* _Фрагмент_:
После Бернхарда Райха в соседней с Верой Чаплиной квартире недолго, три с небольшим года, жил драматург Александр Гладков (1912-1976).
Когда-то он написал пьесу «Давным-давно» (по ней снят фильм «Гусарская баллада»), но сейчас в большей степени известны его дневники, публикуемые и подробно комментируемые литературоведом Михаилом Михеевым. Сегодня предложу здесь небольшие выдержки из дневников Александра Константиновича Гладкова тех последних лет жизни, когда он поселился в доме № 27 писательского кооператива на Красноармейской улице.
Дневник Александра Гладкова. 1973 год // Нева, 2016, № 6, с.161-202:
«…29 июля 1973. Когда у меня нет ничего нового интересного для чтения, я беру и читаю подшивки по годам моего дневника. Это интересно, хотя и пестро.
(…) Разговоры на Фестивале с Ритой Лифановой снова заставили думать об Арбузове. Не знаю, изменился ли я, но он конечно очень изменился. Сейчас он подчеркнуто уверенный в себе и в образе своей жизни вплоть до мелочей с категоричностью мнений. А в молодости он был иной, как-то вопросительный, что ли, и даже как бы кокетничающий и мягкостью, и неуверенностью, играющий в нее. Он казался неумелым, непрактичным и всем хотелось помогать, что-то делать для него. Вероятно, он немного притворялся таким: это было и обаятельно, и выгодно. А сейчас и все интонации его стали жесткими, как бы не допускающими возражений. Тот прежний Арбузов располагал к общению, с ним было просто и легко: этот нынешний отталкивает, держит на дистанции и с ним как-то тягостно.

* _Предоставленный материал_:
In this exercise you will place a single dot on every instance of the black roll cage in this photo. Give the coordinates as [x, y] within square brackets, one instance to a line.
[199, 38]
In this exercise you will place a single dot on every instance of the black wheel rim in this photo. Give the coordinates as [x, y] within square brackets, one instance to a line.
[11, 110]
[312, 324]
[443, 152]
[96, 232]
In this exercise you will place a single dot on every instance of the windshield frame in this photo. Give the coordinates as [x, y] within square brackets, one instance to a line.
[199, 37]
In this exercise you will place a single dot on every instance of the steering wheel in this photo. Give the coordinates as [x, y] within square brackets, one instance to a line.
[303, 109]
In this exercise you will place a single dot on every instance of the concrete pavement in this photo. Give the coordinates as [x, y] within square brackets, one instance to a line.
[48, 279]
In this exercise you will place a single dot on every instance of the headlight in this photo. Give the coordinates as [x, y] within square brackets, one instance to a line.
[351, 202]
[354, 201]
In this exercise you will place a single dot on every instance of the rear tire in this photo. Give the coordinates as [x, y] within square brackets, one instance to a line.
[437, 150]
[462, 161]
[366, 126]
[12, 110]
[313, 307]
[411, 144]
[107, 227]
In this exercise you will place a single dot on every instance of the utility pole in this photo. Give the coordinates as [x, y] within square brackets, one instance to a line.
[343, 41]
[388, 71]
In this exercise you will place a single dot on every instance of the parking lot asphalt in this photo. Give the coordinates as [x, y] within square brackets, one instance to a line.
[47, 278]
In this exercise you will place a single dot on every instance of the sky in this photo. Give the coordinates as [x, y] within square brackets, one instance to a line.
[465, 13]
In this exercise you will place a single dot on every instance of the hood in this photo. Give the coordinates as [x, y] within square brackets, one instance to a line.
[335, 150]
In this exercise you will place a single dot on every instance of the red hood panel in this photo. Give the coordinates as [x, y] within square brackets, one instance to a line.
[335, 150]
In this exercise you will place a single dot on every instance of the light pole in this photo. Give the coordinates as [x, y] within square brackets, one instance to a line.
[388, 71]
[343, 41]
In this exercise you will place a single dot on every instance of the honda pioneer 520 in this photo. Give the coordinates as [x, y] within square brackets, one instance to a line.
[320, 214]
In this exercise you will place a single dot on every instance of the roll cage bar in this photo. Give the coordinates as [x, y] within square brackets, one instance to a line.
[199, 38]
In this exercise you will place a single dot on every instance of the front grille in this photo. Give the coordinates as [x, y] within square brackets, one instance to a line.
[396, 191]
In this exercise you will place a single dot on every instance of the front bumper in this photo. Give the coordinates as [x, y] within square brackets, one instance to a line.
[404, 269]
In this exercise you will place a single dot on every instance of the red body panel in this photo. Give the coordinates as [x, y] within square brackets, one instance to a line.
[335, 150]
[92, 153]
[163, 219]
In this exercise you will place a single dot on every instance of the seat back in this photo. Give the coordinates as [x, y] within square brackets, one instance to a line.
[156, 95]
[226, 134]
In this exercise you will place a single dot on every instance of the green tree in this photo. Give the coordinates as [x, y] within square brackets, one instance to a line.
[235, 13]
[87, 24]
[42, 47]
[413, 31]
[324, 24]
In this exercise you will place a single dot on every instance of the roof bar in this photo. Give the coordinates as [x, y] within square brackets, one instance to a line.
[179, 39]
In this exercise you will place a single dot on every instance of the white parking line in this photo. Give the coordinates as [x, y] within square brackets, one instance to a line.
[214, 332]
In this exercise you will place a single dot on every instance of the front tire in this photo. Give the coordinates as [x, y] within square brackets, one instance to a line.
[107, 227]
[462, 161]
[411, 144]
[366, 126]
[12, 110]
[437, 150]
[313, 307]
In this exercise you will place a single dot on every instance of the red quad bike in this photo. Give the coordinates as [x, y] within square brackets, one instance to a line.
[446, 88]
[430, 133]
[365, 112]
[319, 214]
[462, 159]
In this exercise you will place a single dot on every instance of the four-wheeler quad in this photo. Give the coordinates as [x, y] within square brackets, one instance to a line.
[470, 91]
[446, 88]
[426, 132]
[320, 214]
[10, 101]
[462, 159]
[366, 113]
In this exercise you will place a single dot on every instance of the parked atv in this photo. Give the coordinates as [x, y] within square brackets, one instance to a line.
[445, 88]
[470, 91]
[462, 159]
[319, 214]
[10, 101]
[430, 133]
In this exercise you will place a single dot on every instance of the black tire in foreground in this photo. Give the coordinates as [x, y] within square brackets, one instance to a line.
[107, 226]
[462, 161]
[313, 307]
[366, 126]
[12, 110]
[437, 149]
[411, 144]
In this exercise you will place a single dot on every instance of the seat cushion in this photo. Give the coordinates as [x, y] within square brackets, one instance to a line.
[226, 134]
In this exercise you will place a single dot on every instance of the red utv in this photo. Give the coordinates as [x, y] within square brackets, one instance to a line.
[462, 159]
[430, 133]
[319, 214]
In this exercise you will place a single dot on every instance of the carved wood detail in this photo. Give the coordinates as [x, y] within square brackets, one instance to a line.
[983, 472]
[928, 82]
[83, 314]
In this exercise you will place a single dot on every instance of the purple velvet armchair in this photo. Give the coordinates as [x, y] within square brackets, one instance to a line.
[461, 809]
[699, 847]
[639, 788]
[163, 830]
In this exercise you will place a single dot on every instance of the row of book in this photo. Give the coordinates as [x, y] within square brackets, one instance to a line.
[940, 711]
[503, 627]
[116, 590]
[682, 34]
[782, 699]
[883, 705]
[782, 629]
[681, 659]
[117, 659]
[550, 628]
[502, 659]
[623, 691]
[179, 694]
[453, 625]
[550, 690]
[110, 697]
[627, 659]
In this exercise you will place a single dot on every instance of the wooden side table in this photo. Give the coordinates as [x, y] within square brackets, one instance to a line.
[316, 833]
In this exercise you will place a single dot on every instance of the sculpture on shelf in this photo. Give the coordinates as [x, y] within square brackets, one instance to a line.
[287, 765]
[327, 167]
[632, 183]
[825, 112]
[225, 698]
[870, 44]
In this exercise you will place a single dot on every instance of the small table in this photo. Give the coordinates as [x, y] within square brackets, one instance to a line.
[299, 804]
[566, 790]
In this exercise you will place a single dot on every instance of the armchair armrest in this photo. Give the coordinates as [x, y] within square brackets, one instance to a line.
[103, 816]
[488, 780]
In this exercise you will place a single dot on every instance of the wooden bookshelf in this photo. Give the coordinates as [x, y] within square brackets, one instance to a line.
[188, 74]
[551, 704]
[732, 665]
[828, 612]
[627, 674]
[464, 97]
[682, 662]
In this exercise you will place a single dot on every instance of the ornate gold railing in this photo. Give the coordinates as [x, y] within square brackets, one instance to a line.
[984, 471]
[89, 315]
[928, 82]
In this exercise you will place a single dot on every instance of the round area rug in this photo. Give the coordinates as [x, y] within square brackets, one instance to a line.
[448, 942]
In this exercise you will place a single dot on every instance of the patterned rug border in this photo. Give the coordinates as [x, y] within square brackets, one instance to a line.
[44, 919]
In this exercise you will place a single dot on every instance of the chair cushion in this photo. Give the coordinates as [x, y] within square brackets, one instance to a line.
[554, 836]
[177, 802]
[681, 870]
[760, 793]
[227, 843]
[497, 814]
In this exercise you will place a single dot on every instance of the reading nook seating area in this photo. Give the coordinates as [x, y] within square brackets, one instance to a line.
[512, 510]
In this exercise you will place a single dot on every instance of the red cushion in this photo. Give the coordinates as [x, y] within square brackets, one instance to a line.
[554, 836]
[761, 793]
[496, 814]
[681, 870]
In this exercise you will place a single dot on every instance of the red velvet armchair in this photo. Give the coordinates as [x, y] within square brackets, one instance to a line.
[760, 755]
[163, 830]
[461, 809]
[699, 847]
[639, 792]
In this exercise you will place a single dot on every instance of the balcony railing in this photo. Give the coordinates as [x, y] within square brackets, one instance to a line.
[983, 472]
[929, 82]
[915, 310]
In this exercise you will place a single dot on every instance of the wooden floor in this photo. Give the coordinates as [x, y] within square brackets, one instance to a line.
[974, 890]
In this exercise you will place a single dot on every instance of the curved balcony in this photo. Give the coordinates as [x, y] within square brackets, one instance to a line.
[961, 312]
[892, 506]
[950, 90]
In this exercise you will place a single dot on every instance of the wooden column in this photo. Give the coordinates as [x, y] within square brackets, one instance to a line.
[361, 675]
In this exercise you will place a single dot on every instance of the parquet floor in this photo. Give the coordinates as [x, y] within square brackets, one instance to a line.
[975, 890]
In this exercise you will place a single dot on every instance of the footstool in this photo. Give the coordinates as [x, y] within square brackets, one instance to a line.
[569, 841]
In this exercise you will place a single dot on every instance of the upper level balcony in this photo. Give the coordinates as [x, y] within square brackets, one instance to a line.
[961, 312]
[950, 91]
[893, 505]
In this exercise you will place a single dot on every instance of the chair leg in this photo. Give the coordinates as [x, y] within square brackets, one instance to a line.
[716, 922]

* _Письменное задание A_: Под каким номером значится дом писательского кооператива на Красноармейской улице, где, согласно фрагменту о драматурге Александре Гладкове, он поселился в последние годы жизни?
* _Письменное задание B_: Покажите все строки листинга, в которых встречается слово "roll".

* _Полный ответ A_: В доме № 27.

* _Полный ответ B_:
In this exercise you will place a single dot on every instance of the black roll cage in this photo. Give the coordinates as [x, y] within square brackets, one instance to a line.
In this exercise you will place a single dot on every instance of the roll cage bar in this photo. Give the coordinates as [x, y] within square brackets, one instance to a line.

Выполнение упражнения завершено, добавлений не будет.